Louis-Constant Prévost (4 June 1787 - 14 August 1856) was a French geologist.

==Early life and education==
Prévost was born in Paris to Louis Prévost, a tax farmer, receiver of the rentes of Paris. He was educated there at the Central Schools, where, inspired by the lectures of Georges Cuvier, his particular mentor Alexandre Brongniart, and André Marie Constant Duméril, he determined to devote himself to natural science. He took his degree in Letters and Sciences in 1811, and for a time pursued the study of medicine and anatomy.

==Career==
Mainly through the influence of Brongniart he turned his attention to geology. During the years 1816 to 1819 he took advantage of the necessity of accompanying his associate Philippe de Girard, who was seeking out a site for establishing a textile mill near Vienna, by making a special study of the Viennese Basin. In doing so, he pointed out for the first time the presence of Tertiary strata like those of the Paris Basin, but which included a series of later date. His next work (1821) was an essay on the geology of parts of Normandy, with special reference to the "Secondary"—or Mesozoic— strata, which he compared with those of southern England; in this he had the collaboration of Charles Lyell.

§ **Dataset extract**
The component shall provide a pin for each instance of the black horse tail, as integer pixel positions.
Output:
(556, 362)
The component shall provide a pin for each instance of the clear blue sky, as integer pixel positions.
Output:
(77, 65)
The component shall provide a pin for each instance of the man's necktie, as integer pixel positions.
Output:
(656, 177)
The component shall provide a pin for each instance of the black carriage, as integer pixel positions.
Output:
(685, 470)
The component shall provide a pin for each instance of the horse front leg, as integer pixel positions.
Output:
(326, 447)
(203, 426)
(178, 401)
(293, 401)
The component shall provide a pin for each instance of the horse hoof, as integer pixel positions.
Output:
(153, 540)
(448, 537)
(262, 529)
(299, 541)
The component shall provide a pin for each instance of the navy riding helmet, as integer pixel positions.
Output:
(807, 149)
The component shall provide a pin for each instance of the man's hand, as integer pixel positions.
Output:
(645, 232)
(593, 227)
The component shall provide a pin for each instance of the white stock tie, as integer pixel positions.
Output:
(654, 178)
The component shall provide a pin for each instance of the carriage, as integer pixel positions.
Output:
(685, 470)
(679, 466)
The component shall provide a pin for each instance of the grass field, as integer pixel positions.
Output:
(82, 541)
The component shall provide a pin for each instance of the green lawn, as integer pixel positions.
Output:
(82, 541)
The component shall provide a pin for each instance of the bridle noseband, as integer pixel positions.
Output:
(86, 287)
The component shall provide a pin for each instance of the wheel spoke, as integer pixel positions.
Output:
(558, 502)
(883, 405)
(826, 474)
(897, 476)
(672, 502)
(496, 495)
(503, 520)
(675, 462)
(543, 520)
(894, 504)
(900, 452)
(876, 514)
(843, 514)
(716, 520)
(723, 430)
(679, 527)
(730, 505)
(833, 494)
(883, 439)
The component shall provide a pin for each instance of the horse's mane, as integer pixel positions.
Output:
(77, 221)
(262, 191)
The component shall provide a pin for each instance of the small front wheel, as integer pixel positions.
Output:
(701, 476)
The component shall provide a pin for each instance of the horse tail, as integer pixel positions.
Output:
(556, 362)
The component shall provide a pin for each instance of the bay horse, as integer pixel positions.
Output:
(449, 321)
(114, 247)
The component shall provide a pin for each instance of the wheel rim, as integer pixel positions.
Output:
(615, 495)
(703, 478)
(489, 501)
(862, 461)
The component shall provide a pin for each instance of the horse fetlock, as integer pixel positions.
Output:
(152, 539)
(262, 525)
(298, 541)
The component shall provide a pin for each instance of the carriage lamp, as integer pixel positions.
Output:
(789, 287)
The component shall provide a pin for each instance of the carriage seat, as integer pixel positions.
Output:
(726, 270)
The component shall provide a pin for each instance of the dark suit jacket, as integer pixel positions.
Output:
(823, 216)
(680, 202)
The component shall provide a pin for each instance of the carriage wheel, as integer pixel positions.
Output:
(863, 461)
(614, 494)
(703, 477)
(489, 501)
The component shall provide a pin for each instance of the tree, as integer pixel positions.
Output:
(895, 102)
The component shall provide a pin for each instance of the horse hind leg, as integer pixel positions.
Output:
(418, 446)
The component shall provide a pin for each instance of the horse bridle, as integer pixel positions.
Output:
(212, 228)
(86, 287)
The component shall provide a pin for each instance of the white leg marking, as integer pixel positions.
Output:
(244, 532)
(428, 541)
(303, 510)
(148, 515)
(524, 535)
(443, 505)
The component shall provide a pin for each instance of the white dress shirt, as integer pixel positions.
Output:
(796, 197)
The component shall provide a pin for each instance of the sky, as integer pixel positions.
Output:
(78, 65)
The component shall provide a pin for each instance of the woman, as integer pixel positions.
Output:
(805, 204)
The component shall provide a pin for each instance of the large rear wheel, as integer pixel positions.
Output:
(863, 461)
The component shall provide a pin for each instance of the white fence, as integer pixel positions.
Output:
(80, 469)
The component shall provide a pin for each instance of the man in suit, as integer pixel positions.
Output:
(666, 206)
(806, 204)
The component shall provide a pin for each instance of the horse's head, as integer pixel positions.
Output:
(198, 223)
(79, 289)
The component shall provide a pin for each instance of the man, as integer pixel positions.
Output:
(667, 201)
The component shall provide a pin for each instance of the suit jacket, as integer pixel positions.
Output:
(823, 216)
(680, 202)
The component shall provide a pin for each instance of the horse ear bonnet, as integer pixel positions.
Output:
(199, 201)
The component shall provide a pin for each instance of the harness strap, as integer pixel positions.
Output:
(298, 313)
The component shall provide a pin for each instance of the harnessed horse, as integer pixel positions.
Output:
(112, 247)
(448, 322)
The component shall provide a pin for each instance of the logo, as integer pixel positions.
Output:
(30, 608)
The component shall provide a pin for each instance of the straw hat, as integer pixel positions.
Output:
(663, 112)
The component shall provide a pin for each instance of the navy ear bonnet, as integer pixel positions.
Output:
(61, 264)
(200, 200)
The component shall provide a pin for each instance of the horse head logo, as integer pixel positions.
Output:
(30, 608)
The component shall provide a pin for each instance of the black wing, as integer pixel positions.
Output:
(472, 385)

§ **Task brief**
Transcribe everything in the text about Louis-Constant Prévost from "Louis-Constant Prévost (4" down to "medicine and anatomy.". These items have nothing to do with the text about Louis-Constant Prévost.

§ **Output for this task**
Louis-Constant Prévost (4 June 1787 - 14 August 1856) was a French geologist.

==Early life and education==
Prévost was born in Paris to Louis Prévost, a tax farmer, receiver of the rentes of Paris. He was educated there at the Central Schools, where, inspired by the lectures of Georges Cuvier, his particular mentor Alexandre Brongniart, and André Marie Constant Duméril, he determined to devote himself to natural science. He took his degree in Letters and Sciences in 1811, and for a time pursued the study of medicine and anatomy.